DATA SHOWN:
===============

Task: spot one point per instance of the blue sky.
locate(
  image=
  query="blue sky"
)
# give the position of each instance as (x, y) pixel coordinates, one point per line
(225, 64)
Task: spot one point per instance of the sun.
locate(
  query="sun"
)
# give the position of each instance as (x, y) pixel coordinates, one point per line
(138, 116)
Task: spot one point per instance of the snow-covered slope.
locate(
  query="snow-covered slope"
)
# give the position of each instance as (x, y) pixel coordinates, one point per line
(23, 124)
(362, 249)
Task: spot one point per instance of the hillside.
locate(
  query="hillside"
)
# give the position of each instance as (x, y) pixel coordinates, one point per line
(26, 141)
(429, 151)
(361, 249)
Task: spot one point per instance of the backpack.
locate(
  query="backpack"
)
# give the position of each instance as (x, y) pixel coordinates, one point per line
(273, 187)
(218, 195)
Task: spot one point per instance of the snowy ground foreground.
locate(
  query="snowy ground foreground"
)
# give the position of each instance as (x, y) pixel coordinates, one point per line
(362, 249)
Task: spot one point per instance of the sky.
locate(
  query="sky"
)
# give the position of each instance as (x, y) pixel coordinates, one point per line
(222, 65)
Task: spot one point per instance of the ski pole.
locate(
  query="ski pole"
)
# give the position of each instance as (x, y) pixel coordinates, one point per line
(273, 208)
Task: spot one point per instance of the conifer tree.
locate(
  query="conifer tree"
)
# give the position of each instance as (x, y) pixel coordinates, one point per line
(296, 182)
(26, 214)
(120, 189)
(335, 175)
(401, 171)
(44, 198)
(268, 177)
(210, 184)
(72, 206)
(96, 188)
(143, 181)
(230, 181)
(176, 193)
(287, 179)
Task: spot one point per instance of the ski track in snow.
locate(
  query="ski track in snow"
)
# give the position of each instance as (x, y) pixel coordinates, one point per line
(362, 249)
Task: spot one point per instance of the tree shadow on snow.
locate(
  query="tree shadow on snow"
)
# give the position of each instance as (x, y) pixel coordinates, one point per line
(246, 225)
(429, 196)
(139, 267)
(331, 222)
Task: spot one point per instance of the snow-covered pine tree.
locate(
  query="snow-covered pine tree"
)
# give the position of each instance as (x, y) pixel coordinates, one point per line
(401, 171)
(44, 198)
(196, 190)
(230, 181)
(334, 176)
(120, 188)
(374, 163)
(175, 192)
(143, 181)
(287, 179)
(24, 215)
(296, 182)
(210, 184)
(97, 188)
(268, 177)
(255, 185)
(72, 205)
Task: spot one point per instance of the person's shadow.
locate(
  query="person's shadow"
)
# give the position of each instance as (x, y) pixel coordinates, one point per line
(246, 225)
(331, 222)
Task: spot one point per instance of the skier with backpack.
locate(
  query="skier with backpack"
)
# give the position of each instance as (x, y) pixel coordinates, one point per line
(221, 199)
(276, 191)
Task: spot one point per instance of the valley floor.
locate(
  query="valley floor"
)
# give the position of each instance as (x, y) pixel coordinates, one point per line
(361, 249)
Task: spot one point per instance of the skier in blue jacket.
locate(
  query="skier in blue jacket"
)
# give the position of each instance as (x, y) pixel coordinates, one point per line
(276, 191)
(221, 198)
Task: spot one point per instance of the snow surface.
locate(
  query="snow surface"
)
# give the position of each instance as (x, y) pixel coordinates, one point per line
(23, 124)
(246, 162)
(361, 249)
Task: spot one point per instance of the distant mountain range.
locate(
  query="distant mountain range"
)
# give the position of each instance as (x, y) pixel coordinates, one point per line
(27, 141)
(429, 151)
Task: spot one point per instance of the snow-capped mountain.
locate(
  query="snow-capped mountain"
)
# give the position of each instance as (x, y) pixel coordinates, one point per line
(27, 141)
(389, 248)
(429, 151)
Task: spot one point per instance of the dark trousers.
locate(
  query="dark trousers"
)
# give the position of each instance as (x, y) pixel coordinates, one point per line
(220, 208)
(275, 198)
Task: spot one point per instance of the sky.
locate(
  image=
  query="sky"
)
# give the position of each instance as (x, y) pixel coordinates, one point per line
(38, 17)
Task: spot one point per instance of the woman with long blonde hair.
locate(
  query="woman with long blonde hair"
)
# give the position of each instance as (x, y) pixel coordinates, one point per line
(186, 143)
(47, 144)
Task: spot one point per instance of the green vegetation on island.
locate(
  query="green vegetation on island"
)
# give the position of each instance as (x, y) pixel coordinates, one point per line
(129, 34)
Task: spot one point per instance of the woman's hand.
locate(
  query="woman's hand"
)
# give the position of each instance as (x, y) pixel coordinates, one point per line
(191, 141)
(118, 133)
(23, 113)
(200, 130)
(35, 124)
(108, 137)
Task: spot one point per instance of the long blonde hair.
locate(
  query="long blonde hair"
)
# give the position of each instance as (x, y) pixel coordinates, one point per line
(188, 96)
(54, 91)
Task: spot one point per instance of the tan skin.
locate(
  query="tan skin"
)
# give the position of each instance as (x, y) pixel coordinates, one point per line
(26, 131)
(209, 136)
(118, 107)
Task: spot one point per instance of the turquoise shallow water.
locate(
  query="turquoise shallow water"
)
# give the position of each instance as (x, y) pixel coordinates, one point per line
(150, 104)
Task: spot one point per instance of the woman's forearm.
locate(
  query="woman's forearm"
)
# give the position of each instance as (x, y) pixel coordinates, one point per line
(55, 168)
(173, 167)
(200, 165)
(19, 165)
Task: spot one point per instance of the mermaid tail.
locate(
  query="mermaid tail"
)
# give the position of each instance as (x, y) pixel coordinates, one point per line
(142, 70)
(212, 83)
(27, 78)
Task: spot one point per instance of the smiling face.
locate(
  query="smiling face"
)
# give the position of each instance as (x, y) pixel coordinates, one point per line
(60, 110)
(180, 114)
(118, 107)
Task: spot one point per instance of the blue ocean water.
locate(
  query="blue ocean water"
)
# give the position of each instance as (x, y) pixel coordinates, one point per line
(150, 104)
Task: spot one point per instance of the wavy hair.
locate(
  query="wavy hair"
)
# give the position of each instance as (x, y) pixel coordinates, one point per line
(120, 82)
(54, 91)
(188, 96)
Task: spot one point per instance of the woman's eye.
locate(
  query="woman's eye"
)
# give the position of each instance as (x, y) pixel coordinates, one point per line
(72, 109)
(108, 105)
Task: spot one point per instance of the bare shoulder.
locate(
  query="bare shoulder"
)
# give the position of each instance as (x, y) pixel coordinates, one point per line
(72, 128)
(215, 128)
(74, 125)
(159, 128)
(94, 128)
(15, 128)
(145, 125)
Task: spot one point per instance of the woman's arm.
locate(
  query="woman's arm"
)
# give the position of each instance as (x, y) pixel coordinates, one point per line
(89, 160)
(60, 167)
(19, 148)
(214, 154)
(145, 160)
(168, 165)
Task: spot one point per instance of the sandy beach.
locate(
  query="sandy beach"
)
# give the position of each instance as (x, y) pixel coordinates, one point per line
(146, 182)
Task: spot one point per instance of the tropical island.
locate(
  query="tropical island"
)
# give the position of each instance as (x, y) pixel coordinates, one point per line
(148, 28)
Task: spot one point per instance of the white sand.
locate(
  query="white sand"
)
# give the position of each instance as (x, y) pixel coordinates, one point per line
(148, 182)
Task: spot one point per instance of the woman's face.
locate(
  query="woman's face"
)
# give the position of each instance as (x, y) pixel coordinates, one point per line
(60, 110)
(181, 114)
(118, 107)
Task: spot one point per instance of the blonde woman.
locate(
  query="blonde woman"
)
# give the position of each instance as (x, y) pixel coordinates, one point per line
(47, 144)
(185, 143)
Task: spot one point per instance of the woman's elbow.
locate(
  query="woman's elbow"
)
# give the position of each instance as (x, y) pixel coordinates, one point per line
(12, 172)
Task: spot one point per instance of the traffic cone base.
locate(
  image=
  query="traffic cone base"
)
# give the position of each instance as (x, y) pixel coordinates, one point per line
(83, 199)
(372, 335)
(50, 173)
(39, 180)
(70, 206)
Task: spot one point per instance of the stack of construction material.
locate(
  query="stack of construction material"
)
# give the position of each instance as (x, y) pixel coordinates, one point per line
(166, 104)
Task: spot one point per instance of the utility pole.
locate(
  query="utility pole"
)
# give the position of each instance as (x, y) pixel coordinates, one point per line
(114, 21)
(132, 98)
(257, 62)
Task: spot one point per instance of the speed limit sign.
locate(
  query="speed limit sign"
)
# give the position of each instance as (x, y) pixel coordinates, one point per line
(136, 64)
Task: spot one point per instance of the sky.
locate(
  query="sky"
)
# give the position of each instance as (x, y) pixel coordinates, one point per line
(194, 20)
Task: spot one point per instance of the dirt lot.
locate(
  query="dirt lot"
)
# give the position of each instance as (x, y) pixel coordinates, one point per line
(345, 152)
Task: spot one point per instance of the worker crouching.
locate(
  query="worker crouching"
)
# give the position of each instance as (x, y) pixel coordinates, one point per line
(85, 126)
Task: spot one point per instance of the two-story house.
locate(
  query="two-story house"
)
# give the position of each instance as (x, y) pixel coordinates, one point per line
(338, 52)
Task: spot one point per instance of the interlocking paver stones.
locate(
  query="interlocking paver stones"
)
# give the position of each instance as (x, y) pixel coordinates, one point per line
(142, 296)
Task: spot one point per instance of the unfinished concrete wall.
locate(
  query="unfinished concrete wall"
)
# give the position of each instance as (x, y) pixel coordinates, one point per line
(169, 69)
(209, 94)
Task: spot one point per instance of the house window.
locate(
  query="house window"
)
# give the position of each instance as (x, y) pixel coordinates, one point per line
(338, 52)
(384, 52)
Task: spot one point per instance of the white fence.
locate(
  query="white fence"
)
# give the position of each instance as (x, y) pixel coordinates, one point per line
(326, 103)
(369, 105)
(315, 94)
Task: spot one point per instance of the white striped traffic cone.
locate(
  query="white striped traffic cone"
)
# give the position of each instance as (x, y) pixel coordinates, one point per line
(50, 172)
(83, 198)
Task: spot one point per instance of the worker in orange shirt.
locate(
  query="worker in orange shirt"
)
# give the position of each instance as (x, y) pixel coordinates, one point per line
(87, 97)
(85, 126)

===============

Send back exactly the lines from the line with "Task: spot one point per instance of the white fence." through the end of the records.

Task: spot one point per instance of the white fence.
locate(
  query="white fence"
)
# give the position of each instance as (x, y) pixel coordinates, one point per line
(326, 103)
(369, 105)
(315, 94)
Task: spot one point per instance of the white striped traffic cone.
locate(
  query="white striped traffic cone"
)
# give the position of each instance as (x, y) pixel coordinates, one point per line
(50, 172)
(83, 198)
Task: spot one point per instance of the worker in orange shirt.
locate(
  query="worker in orange shirt"
)
# give the position of each instance as (x, y) pixel coordinates, one point per line
(87, 97)
(85, 126)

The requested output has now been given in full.